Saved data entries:
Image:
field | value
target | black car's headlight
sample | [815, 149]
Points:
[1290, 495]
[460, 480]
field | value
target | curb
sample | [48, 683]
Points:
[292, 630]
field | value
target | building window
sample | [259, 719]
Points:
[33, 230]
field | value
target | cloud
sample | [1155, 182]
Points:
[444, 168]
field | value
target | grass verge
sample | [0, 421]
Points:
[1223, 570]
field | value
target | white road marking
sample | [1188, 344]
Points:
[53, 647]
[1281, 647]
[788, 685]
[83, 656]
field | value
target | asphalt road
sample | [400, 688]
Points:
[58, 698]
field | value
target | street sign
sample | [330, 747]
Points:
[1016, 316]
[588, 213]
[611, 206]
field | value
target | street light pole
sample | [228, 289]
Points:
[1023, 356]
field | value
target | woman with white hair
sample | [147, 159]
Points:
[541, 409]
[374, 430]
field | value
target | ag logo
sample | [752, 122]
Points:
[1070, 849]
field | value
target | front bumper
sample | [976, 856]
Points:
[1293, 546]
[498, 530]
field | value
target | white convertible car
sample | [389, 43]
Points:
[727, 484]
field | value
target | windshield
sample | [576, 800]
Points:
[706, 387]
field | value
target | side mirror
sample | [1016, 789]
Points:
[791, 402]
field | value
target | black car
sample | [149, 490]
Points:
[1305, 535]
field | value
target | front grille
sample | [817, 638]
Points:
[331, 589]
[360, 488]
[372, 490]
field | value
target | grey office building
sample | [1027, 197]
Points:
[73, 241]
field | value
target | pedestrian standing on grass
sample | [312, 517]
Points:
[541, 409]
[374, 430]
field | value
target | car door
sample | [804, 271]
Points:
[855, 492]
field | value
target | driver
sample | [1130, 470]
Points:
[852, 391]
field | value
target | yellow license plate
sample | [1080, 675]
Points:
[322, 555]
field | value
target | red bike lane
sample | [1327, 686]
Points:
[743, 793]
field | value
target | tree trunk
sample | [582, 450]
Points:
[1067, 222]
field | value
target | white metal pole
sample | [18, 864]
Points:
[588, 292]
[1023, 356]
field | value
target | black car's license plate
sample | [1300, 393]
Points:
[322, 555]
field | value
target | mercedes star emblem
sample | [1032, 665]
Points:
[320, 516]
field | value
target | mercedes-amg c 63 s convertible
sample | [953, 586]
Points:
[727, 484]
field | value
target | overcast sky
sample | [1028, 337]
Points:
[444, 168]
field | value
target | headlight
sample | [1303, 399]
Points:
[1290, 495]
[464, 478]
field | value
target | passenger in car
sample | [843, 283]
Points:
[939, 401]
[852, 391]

§ Goal
Put each line of the items above into a JSON list of strings, one string per line, with blank lines left out.

§ Task answer
[
  "Image:",
  "field | value",
  "target | black car's headlight",
  "sample | [815, 149]",
  "Points:",
  "[1290, 495]",
  "[460, 480]",
  "field | value",
  "target | curb",
  "sample | [48, 683]",
  "Points:",
  "[292, 630]",
  "field | value",
  "target | building window",
  "sample | [259, 719]",
  "Points:",
  "[33, 230]",
  "field | value",
  "target | cloud",
  "sample | [1155, 182]",
  "Points:",
  "[444, 168]",
  "field | value",
  "target | grass verge",
  "sample | [0, 421]",
  "Points:",
  "[1223, 570]",
  "field | value",
  "target | white road marking",
  "sample | [1188, 344]",
  "Points:",
  "[53, 647]",
  "[1281, 647]",
  "[788, 685]",
  "[83, 656]",
  "field | value",
  "target | asphalt road",
  "sample | [400, 688]",
  "Points:",
  "[58, 698]",
  "field | value",
  "target | street sign",
  "sample | [330, 747]",
  "Points:",
  "[1016, 316]",
  "[588, 213]",
  "[611, 206]",
  "field | value",
  "target | street light pole",
  "sample | [228, 289]",
  "Points:",
  "[1023, 356]",
  "field | value",
  "target | woman with white hair",
  "sample | [147, 159]",
  "Points:",
  "[541, 409]",
  "[374, 430]",
  "field | value",
  "target | ag logo",
  "sample | [752, 122]",
  "Points:",
  "[1070, 849]",
  "field | value",
  "target | front bumper",
  "sample | [976, 856]",
  "Points:",
  "[1293, 546]",
  "[498, 530]",
  "field | value",
  "target | white convertible car",
  "sample | [389, 43]",
  "Points:",
  "[727, 484]",
  "field | value",
  "target | windshield",
  "sample | [576, 800]",
  "Points:",
  "[706, 387]",
  "field | value",
  "target | side mirror",
  "sample | [1016, 789]",
  "Points:",
  "[791, 402]",
  "field | value",
  "target | black car",
  "sample | [149, 490]",
  "Points:",
  "[1305, 535]",
  "field | value",
  "target | front grille",
  "sample | [817, 638]",
  "Points:",
  "[331, 589]",
  "[360, 488]",
  "[372, 490]",
  "field | value",
  "target | grey office building",
  "sample | [1027, 197]",
  "Points:",
  "[73, 241]",
  "field | value",
  "target | pedestrian standing on grass",
  "sample | [312, 517]",
  "Points:",
  "[541, 409]",
  "[374, 430]",
  "field | value",
  "target | car door",
  "sample | [804, 271]",
  "Points:",
  "[855, 492]",
  "field | value",
  "target | driver",
  "sample | [1130, 470]",
  "Points:",
  "[852, 391]",
  "field | value",
  "target | yellow license plate",
  "sample | [1080, 675]",
  "Points:",
  "[322, 555]",
  "field | value",
  "target | red bike lane",
  "sample | [1327, 686]",
  "Points:",
  "[743, 793]",
  "field | value",
  "target | tree trunk",
  "sample | [582, 450]",
  "Points:",
  "[1067, 222]",
  "field | value",
  "target | white metal pole",
  "sample | [18, 864]",
  "Points:",
  "[588, 292]",
  "[1023, 356]",
  "field | value",
  "target | black car's license plate",
  "sample | [1300, 393]",
  "Points:",
  "[322, 555]",
  "field | value",
  "target | mercedes star emblem",
  "sample | [1032, 665]",
  "Points:",
  "[320, 516]",
  "field | value",
  "target | mercedes-amg c 63 s convertible",
  "sample | [953, 586]",
  "Points:",
  "[727, 484]",
  "field | value",
  "target | overcast sky",
  "sample | [1028, 337]",
  "Points:",
  "[444, 168]",
  "field | value",
  "target | headlight",
  "sample | [1303, 399]",
  "Points:",
  "[1290, 495]",
  "[464, 478]",
  "field | value",
  "target | passenger in car",
  "sample | [843, 283]",
  "Points:",
  "[939, 401]",
  "[852, 391]"
]